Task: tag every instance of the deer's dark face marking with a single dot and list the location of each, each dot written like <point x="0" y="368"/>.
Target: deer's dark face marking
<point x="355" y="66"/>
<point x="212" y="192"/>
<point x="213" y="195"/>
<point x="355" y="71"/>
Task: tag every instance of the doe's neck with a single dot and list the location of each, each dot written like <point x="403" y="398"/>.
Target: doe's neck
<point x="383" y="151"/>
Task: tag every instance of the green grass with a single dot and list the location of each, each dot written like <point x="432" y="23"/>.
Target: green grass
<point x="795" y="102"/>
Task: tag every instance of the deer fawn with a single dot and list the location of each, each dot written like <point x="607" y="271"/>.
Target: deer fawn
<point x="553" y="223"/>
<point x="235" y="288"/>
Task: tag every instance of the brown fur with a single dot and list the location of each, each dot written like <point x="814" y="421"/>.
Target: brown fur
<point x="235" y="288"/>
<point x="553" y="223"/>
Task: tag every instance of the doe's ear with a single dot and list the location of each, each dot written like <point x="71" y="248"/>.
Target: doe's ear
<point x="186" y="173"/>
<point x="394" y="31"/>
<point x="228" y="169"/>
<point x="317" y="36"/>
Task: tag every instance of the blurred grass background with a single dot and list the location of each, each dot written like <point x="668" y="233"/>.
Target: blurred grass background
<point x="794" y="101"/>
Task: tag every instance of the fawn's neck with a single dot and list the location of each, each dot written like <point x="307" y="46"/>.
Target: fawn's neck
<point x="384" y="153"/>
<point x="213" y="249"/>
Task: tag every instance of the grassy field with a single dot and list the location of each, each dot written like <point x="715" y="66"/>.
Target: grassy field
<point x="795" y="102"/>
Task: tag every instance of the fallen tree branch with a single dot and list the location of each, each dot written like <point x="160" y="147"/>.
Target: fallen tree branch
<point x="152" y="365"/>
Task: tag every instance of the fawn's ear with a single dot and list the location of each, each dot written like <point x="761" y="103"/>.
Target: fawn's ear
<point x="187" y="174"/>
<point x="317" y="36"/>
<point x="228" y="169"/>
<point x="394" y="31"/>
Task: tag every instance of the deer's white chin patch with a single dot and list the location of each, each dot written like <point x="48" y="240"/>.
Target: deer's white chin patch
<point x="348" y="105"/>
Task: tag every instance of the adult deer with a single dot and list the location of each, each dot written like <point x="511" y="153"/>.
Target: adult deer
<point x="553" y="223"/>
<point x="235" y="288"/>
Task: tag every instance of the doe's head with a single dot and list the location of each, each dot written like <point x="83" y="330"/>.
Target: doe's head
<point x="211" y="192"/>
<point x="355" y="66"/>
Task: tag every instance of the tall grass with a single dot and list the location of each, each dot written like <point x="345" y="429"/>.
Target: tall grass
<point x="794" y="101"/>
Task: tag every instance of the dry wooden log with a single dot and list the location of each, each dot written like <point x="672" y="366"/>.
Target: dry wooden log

—————

* [What you should do]: From the line containing "Task: tag every instance of the doe's head" to the last line of the material, please quote every line exactly and only those.

* [Task response]:
Task: tag every instance of the doe's head with a single dot and list the location of each, each dot written like <point x="83" y="330"/>.
Target: doe's head
<point x="211" y="192"/>
<point x="355" y="66"/>
Task: tag every instance of the tall grass with a single dot and list the location of each, each dot written like <point x="345" y="429"/>.
Target: tall grass
<point x="794" y="101"/>
Task: tag every instance of the dry wooden log with a single dot and list the location of each, each dot written like <point x="672" y="366"/>.
Target: dry wooden log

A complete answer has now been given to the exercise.